### Exercise prompt
Every line of the listing is to be printed again exactly.

### Extracted information

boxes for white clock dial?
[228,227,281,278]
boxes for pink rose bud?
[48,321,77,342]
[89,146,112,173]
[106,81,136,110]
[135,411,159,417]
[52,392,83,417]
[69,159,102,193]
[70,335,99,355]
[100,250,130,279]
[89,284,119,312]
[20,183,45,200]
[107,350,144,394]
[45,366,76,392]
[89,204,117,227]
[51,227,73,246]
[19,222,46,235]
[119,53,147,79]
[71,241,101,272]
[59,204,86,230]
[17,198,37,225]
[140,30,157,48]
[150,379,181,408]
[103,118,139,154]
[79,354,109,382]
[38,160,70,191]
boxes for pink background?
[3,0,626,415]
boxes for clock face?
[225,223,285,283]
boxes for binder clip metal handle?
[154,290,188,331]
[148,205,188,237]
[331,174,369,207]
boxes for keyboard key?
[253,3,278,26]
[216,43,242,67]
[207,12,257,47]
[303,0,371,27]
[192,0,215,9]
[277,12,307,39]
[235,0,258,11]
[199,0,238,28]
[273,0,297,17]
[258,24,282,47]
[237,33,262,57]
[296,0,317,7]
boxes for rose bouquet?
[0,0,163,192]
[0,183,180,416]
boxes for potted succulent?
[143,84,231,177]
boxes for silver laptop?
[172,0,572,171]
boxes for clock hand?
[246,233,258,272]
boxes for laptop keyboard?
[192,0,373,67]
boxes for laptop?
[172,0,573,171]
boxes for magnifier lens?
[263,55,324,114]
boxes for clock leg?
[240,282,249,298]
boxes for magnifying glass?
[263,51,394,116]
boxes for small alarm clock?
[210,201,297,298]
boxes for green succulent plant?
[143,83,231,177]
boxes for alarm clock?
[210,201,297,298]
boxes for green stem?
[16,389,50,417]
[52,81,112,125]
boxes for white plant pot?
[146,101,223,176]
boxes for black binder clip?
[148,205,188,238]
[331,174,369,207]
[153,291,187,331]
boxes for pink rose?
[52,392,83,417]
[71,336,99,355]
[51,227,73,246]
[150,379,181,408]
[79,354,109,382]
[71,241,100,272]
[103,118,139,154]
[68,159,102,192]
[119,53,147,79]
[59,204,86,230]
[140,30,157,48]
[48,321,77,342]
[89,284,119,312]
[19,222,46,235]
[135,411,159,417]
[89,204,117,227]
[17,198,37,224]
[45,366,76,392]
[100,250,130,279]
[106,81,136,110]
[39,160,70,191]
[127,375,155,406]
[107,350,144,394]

### Written response
boxes for white clock dial?
[228,227,281,278]
boxes for pink rose bud?
[48,321,77,342]
[89,146,112,173]
[106,81,136,110]
[135,411,159,417]
[52,392,83,417]
[69,159,102,193]
[70,335,99,355]
[100,250,130,279]
[89,284,119,312]
[20,183,45,200]
[107,350,144,394]
[45,366,76,392]
[89,204,117,227]
[51,227,73,246]
[19,222,46,235]
[119,53,147,79]
[71,241,101,272]
[59,204,86,230]
[17,198,37,225]
[140,30,157,48]
[150,379,181,408]
[103,118,139,154]
[79,354,109,382]
[38,160,70,191]
boxes for pink background?
[3,0,626,415]
boxes for clock face?
[225,223,285,283]
boxes for binder clip metal handle?
[154,290,188,331]
[148,205,188,237]
[331,174,369,207]
boxes for keyboard key?
[253,3,278,26]
[216,43,242,67]
[207,12,257,47]
[303,0,371,27]
[192,0,215,9]
[277,12,307,39]
[235,0,258,11]
[199,0,238,28]
[273,0,297,17]
[258,24,282,47]
[237,33,262,57]
[296,0,317,7]
boxes for rose bouquet?
[0,0,163,192]
[0,183,180,416]
boxes for potted succulent?
[143,84,231,177]
boxes for silver laptop?
[172,0,572,171]
boxes for clock hand?
[246,233,258,272]
boxes for laptop keyboard?
[192,0,373,67]
boxes for laptop?
[172,0,573,171]
boxes for magnifier lens?
[263,55,324,114]
boxes for clock leg?
[240,282,249,298]
boxes for magnifying glass?
[263,51,394,116]
boxes for small alarm clock?
[210,201,297,298]
boxes for green succulent plant?
[143,83,231,177]
boxes for alarm clock?
[210,201,297,298]
boxes for green stem?
[16,389,50,417]
[52,81,112,125]
boxes for white plant pot?
[146,101,223,176]
boxes for black binder clip?
[148,205,188,238]
[331,174,369,207]
[153,291,187,331]
boxes for pink rose?
[52,392,83,417]
[71,336,99,355]
[51,227,73,246]
[150,379,181,408]
[79,354,109,382]
[71,241,100,272]
[103,118,139,154]
[68,159,102,192]
[119,53,147,79]
[59,204,86,230]
[140,30,157,48]
[48,321,77,342]
[89,284,119,312]
[19,222,46,235]
[135,411,159,417]
[89,204,117,227]
[17,198,37,224]
[45,366,76,392]
[100,250,130,279]
[106,81,136,110]
[39,160,70,191]
[127,375,155,406]
[107,350,144,394]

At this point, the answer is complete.